◆ O que fazer
Responda, com base no trecho sobre o Big Brother Brasil 2021:
(a) Segundo o trecho, de onde vem o termo "Olimpianos"?
(b) Como Edgar Morin define os Olimpianos?
(c) Quantas pessoas morriam por dia no país desolado descrito no trecho?

◆ Trecho do documento
....................
E o que tudo isto tem a ver com o reality Big Brother Brasil em 2021? Absolutamente tudo.

O filósofo e sociólogo Edgar Morin explica bem essa questão quando se refere ao Olimpianos. O termo vem dos habitam o Olimpo ( Monte Olimpo), que é a mais alta montanha da Grécia e na mitologia grega refere-se à morada dos Deuses do Olímpio. Morin explica que os Olimpianos são os indivíduos promovidos a heróis, vedetes, um misto de humano e sobre-humano. Conforme os termos do filósofo, os “olimpianos são sobre-humanos no papel que eles encarnam, humanos na existência privada que eles levam”. Juliette e tantos outros que surgem em meio a uma sociedade sedenta por validação social, com as mentes isoladas dentro da sua própria aglomeração social, têm um duplo papel. São ao mesmo tempo mitológicas e humanas.

Essa dupla identidade surge como resultado do que precisávamos. Veja o caso de Juliette e o contexto de um país desolado com o golpe de mais de 4.000 pessoas morrendo por dia. A sensação de caos que a falta de comandos políticos claros deixou, gerou a falta de credibilidade de uma nação que busca “alguéns” a quem recorrer. Sendo assim, uma pessoa que tenha carisma, além de ser uma representação fiel de tudo aquilo que nós gostaríamos de ser/ter se materializa na imagem de uma participante de um programa de TV.
....................
◆ Listagem extraída
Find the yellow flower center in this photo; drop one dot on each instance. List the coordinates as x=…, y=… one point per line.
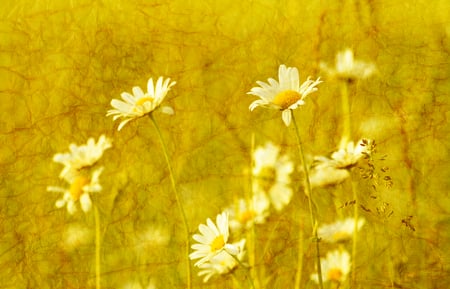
x=144, y=99
x=217, y=243
x=286, y=98
x=246, y=216
x=335, y=274
x=340, y=236
x=76, y=188
x=267, y=178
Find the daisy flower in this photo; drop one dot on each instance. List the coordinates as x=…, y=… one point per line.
x=272, y=175
x=222, y=263
x=339, y=231
x=139, y=103
x=347, y=68
x=212, y=240
x=82, y=156
x=245, y=214
x=348, y=154
x=284, y=95
x=335, y=267
x=79, y=189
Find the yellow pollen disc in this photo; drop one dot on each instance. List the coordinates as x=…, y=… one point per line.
x=144, y=99
x=286, y=98
x=267, y=178
x=217, y=243
x=340, y=236
x=335, y=275
x=246, y=216
x=76, y=188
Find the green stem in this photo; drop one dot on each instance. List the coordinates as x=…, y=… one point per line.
x=177, y=198
x=355, y=234
x=308, y=193
x=346, y=134
x=97, y=248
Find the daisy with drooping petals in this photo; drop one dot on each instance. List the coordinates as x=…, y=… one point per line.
x=79, y=189
x=285, y=95
x=339, y=231
x=139, y=103
x=82, y=156
x=347, y=68
x=222, y=263
x=335, y=267
x=272, y=174
x=212, y=240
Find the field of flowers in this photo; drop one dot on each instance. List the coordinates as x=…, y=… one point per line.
x=222, y=144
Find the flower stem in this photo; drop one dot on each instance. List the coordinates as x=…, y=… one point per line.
x=177, y=198
x=97, y=248
x=308, y=192
x=355, y=234
x=346, y=134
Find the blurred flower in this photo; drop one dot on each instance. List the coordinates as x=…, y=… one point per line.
x=334, y=170
x=245, y=214
x=212, y=240
x=335, y=267
x=82, y=156
x=75, y=236
x=339, y=231
x=323, y=173
x=138, y=285
x=348, y=154
x=272, y=175
x=139, y=103
x=285, y=95
x=80, y=186
x=347, y=68
x=222, y=263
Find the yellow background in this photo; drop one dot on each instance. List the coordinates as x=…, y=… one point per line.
x=61, y=63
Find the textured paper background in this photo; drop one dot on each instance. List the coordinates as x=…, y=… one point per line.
x=61, y=63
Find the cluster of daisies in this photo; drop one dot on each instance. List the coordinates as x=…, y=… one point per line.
x=213, y=251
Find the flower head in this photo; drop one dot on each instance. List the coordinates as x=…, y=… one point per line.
x=81, y=156
x=80, y=186
x=348, y=154
x=335, y=267
x=339, y=231
x=222, y=263
x=347, y=68
x=139, y=103
x=212, y=240
x=272, y=175
x=285, y=95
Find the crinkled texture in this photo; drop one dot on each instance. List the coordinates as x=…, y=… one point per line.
x=139, y=103
x=339, y=231
x=81, y=156
x=347, y=68
x=348, y=154
x=335, y=267
x=222, y=263
x=83, y=197
x=212, y=240
x=245, y=214
x=284, y=95
x=277, y=185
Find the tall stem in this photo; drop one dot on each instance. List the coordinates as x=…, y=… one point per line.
x=346, y=134
x=310, y=203
x=177, y=198
x=355, y=233
x=97, y=248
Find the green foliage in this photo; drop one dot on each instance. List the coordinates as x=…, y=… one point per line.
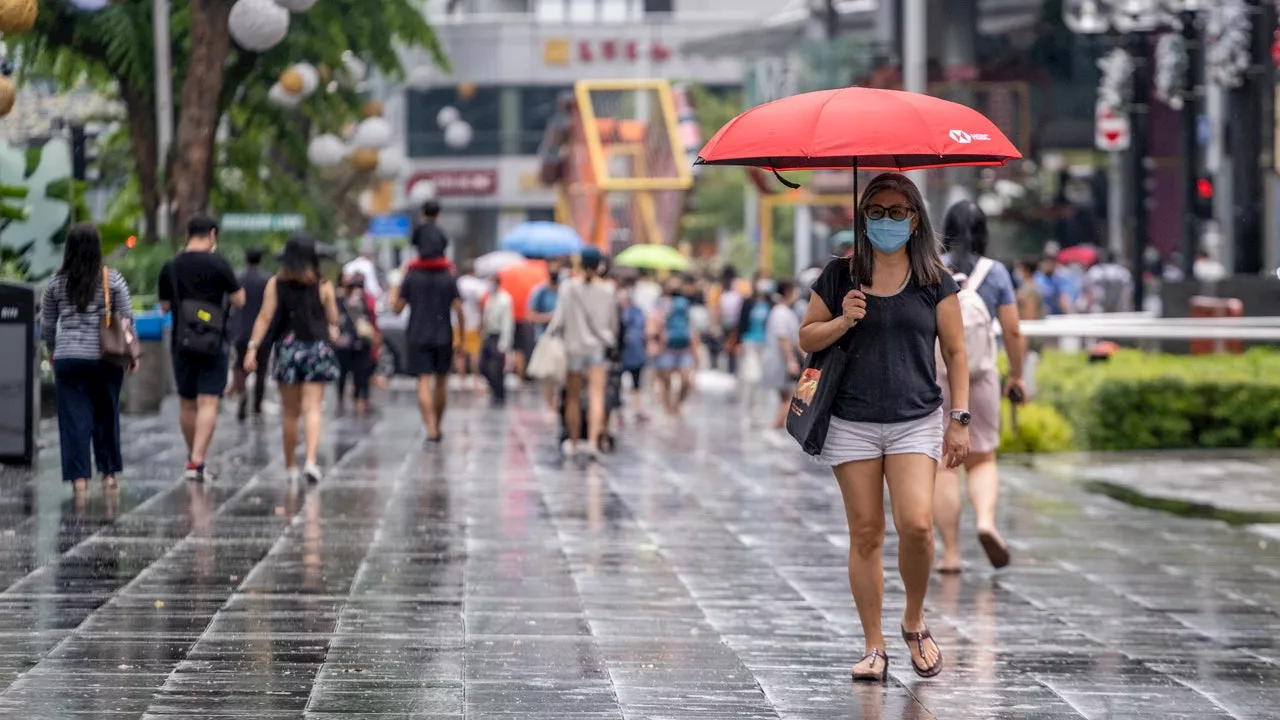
x=1040, y=429
x=1147, y=401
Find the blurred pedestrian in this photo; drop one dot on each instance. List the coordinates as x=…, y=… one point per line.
x=254, y=281
x=430, y=291
x=359, y=340
x=965, y=240
x=588, y=315
x=300, y=311
x=782, y=356
x=886, y=422
x=200, y=287
x=74, y=308
x=498, y=326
....................
◆ Resultado da tarefa
(a) O termo vem dos que habitam o Olimpo (Monte Olimpo), a mais alta montanha da Grécia, que na mitologia grega é a morada dos Deuses.
(b) São indivíduos promovidos a heróis, vedetes, um misto de humano e sobre-humano.
(c) Mais de 4.000 pessoas.